EXERCISE: Copy the records from their first line through the line containing "box: [311, 0, 324, 163]", swapping "positive" for "foreground" and keeping everything else the same.

•••

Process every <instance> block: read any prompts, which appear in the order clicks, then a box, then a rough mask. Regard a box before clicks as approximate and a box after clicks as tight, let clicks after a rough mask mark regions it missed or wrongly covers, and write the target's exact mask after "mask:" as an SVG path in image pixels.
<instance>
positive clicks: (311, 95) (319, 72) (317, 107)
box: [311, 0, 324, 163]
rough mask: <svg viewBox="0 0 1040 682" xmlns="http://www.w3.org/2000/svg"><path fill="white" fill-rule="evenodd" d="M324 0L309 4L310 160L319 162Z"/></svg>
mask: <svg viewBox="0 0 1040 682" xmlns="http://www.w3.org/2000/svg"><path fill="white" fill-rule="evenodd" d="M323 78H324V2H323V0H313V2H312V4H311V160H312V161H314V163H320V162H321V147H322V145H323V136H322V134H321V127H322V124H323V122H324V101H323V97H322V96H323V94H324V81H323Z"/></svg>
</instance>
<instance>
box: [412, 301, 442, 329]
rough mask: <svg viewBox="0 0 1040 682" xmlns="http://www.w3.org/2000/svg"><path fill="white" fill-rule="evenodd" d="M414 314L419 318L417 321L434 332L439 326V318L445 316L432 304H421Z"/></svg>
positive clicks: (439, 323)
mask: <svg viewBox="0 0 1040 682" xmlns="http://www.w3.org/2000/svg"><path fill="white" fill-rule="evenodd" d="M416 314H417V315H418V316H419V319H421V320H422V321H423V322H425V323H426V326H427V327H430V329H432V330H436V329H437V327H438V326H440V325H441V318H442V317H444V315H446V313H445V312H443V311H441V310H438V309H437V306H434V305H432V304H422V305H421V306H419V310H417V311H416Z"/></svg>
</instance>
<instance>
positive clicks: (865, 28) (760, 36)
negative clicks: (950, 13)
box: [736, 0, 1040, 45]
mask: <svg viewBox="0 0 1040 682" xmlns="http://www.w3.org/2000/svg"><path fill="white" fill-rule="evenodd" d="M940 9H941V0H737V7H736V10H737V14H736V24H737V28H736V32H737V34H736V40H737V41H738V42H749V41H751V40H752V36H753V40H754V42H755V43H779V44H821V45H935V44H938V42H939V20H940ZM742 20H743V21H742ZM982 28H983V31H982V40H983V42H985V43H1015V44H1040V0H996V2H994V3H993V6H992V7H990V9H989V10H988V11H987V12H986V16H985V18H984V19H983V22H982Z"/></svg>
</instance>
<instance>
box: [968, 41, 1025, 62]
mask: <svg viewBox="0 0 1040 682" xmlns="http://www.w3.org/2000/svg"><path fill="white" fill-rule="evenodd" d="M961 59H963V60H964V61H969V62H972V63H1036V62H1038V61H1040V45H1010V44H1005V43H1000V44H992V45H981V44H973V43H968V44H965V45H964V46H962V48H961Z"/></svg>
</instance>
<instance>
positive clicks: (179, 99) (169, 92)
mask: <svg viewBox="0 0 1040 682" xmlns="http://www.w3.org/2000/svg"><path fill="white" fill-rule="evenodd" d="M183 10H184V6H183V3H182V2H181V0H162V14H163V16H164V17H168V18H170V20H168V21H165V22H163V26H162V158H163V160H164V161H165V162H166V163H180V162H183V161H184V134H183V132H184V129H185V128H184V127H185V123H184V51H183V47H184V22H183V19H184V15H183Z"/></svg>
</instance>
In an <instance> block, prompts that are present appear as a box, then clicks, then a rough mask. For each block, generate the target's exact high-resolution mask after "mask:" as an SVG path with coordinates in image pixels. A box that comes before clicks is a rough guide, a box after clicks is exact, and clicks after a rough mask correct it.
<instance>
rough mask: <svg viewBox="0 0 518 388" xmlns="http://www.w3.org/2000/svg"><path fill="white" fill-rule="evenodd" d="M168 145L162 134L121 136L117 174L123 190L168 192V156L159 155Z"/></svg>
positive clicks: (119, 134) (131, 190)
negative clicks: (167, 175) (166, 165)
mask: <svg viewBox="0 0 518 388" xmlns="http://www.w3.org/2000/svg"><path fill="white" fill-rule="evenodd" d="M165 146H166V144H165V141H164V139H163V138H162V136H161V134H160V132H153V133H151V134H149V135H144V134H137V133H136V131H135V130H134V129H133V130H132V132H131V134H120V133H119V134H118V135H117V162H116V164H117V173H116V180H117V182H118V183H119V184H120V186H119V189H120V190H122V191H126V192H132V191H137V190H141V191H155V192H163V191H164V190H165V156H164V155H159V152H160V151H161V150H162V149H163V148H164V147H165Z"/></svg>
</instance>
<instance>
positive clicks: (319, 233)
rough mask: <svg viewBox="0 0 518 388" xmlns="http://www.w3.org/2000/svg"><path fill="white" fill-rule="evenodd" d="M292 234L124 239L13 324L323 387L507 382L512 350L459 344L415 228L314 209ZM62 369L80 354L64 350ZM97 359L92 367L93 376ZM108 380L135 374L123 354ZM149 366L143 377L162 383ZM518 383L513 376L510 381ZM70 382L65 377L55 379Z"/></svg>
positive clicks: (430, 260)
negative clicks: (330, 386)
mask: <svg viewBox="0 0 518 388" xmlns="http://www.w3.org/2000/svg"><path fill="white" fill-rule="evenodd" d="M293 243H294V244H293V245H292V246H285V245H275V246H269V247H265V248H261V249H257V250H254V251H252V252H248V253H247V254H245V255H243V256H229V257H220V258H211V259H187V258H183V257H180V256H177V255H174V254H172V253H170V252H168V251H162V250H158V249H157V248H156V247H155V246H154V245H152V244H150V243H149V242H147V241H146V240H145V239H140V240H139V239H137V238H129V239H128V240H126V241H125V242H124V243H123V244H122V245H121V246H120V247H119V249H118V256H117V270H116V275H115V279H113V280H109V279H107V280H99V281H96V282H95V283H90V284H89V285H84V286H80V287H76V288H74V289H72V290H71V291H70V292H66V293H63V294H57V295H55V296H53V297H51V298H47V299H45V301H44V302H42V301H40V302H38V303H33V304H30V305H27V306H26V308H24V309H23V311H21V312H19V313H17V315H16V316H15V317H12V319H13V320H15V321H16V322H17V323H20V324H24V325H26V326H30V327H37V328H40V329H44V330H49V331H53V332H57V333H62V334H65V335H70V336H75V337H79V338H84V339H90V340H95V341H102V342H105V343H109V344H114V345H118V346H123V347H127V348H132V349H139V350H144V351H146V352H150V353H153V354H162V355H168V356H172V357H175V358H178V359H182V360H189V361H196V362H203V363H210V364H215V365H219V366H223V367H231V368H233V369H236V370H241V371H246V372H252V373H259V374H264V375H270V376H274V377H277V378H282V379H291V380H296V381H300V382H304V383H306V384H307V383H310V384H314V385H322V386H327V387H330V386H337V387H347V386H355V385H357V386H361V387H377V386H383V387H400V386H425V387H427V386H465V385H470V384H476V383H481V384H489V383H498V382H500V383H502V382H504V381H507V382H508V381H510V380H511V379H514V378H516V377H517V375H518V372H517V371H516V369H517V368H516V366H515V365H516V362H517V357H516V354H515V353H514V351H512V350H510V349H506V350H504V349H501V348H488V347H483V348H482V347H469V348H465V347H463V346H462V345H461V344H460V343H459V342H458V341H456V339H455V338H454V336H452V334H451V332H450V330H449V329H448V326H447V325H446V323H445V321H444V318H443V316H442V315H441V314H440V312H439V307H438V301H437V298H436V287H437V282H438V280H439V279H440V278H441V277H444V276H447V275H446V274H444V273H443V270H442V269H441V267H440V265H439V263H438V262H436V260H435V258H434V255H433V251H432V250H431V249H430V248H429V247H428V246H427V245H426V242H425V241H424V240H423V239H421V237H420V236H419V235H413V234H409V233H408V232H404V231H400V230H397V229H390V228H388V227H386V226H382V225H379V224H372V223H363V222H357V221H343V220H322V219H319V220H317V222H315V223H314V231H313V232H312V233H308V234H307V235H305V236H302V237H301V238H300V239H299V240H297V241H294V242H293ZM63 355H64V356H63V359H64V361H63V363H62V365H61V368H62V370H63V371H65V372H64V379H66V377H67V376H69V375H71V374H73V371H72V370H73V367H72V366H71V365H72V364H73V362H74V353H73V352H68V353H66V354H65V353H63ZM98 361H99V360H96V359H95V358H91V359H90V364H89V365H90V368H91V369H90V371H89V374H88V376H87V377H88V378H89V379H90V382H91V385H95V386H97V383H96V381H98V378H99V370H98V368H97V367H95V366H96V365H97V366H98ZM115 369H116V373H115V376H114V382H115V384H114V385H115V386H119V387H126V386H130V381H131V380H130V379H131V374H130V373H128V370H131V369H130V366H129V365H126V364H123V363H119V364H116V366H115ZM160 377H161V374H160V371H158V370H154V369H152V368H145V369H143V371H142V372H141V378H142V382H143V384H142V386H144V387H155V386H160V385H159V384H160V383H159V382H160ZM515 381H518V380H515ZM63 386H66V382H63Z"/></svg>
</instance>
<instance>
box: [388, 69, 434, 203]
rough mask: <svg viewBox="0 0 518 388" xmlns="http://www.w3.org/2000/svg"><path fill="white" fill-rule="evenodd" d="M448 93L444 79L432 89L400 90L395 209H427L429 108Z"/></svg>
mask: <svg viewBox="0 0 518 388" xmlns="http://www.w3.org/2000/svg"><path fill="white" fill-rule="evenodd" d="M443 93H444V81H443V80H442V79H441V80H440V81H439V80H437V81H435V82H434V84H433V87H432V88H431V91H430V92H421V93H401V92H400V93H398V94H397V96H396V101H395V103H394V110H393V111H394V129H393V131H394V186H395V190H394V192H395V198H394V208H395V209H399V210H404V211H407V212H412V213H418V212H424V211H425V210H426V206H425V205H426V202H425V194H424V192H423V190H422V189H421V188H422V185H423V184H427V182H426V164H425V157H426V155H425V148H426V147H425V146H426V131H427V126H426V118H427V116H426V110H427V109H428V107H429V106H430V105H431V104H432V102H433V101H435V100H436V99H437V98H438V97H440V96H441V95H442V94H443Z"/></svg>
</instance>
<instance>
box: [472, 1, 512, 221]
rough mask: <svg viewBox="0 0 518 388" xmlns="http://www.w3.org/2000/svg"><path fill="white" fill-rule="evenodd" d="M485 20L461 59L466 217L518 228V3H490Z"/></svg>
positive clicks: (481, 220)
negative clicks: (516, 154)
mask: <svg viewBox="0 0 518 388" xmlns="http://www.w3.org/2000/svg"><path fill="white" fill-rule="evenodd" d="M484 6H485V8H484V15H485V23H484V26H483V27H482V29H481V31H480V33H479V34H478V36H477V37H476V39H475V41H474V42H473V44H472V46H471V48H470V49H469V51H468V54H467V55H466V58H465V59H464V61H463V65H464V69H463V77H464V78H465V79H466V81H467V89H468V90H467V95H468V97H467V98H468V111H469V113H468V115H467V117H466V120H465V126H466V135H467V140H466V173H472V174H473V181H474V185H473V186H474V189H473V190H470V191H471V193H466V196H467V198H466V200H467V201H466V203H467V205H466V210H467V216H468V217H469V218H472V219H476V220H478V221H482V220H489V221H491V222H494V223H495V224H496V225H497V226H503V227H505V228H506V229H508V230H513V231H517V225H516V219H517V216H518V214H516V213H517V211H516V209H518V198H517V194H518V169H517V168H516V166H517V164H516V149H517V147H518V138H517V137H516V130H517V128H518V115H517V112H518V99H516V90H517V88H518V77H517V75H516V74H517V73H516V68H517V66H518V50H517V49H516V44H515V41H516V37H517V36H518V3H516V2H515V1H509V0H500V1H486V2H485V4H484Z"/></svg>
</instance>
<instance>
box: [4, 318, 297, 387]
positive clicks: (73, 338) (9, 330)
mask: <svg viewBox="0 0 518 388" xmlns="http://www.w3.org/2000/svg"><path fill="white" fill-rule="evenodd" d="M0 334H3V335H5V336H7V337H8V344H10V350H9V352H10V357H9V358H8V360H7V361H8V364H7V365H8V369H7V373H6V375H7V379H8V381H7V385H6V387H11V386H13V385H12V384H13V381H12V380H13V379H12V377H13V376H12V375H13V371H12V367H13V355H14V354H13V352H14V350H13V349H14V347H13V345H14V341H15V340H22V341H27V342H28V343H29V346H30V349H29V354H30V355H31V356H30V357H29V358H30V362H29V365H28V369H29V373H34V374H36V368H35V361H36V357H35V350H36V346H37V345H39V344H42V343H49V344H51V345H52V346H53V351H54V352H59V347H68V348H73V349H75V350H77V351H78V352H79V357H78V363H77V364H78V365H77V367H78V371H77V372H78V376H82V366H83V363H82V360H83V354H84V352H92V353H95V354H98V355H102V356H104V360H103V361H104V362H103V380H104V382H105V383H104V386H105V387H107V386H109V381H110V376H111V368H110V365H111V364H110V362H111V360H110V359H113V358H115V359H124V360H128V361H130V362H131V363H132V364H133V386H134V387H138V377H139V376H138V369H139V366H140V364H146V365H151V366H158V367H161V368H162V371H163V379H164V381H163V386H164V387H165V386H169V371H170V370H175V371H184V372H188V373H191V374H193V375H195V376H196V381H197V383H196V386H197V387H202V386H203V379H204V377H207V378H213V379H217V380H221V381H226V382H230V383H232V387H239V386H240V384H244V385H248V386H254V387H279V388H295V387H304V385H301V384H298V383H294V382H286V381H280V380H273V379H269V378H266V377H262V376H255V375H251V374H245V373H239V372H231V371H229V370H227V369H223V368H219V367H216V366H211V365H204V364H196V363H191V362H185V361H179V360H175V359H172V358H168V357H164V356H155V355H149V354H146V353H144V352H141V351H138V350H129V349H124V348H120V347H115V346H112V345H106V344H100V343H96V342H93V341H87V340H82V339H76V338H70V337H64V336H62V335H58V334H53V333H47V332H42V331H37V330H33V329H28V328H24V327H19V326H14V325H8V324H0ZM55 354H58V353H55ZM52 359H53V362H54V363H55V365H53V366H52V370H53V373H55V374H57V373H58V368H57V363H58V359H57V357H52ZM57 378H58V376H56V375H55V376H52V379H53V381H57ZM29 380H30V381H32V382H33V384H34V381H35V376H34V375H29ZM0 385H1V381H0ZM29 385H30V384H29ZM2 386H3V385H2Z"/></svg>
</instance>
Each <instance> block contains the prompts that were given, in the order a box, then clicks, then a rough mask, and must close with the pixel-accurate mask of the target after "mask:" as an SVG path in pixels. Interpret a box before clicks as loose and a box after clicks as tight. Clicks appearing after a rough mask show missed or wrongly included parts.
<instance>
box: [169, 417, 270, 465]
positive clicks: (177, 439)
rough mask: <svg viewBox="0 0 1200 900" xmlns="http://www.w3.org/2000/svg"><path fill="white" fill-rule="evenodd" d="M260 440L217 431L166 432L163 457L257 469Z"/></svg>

•••

REPLY TO THE EXERCISE:
Process every <instance> block: read any prompts, which appear in the order clicks, then a box, then a rough mask. Regard a box before clicks as approximate and a box after clicks as tight, let clicks after a rough mask mark regions it missed or wrongly covers, and write the target's exact mask after "mask:" as an SVG path in image pixels.
<instance>
foreground clicks: (311, 95) (319, 72) (317, 107)
box: [311, 0, 324, 163]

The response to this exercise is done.